▸ **Task statement**
Transcribe everything from "Let us claim" down to "every child's right." in the passage on children and armed conflict.

━━━━━ Passage shown ━━━━━

Let us claim children as "zones
of peace." In this way, humankind will finally declare that childhood is
inviolate and that all children must be spared the pernicious effects of armed
conflict. Children present us with a uniquely compelling motivation for
mobilization. Universal concern for children presents new opportunities to
confront the problems that cause their suffering. By focusing on children,
politicians, Governments, the military and non-State entities will begin to
recognize how much they destroy through armed conflict and, therefore, how
little they gain. Let us take this opportunity to recapture our instinct to
nourish and protect children. Let us transform our moral outrage into concrete
action. Our children have a right to peace. Peace is every child's right.

━━━━━ Dataset extract ━━━━━

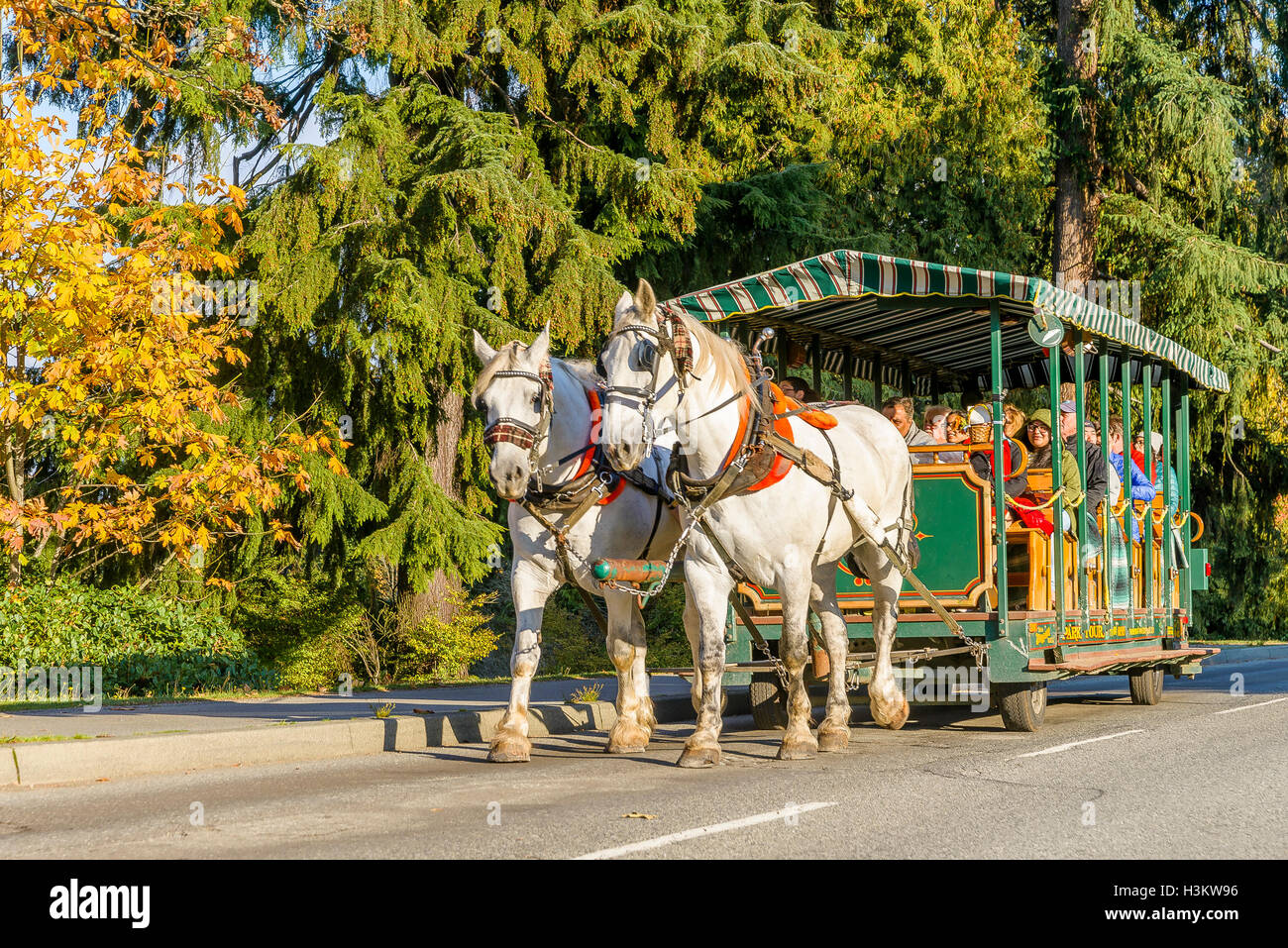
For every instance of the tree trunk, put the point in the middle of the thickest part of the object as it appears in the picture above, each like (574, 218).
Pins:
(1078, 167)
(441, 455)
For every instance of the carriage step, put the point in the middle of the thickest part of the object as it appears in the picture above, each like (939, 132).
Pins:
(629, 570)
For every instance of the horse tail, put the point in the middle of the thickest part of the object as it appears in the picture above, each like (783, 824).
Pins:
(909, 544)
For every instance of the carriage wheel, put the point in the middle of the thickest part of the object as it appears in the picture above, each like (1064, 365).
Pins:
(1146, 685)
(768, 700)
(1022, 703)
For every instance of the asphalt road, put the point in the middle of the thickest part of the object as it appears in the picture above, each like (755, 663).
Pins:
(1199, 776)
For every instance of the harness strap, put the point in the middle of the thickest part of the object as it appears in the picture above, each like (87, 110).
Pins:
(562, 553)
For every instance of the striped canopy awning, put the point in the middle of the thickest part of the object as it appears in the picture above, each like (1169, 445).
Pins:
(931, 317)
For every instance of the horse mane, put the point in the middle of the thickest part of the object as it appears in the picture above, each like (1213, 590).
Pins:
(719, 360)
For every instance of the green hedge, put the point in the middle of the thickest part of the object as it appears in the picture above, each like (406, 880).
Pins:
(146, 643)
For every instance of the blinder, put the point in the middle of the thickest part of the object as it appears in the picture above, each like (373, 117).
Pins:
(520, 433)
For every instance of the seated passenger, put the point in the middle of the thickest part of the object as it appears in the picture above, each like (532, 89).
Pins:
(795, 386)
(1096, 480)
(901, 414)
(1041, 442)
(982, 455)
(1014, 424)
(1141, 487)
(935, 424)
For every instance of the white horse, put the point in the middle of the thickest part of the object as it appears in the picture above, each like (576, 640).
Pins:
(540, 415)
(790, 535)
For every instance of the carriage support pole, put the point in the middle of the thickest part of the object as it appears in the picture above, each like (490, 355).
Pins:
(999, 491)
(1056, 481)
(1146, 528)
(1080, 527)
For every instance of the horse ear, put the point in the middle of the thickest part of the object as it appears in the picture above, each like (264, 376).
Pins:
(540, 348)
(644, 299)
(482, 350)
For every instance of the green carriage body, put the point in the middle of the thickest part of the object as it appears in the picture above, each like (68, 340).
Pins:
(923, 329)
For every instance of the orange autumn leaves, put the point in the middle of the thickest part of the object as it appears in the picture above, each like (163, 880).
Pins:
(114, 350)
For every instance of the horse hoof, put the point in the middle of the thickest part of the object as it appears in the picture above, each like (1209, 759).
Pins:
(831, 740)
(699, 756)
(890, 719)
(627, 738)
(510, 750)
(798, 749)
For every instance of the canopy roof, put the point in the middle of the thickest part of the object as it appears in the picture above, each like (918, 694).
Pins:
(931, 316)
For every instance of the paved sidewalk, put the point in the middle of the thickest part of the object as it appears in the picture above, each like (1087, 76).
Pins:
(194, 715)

━━━━━

▸ **Task output**
Let us claim children as "zones
of peace." In this way, humankind will finally declare that childhood is
inviolate and that all children must be spared the pernicious effects of armed
conflict. Children present us with a uniquely compelling motivation for
mobilization. Universal concern for children presents new opportunities to
confront the problems that cause their suffering. By focusing on children,
politicians, Governments, the military and non-State entities will begin to
recognize how much they destroy through armed conflict and, therefore, how
little they gain. Let us take this opportunity to recapture our instinct to
nourish and protect children. Let us transform our moral outrage into concrete
action. Our children have a right to peace. Peace is every child's right.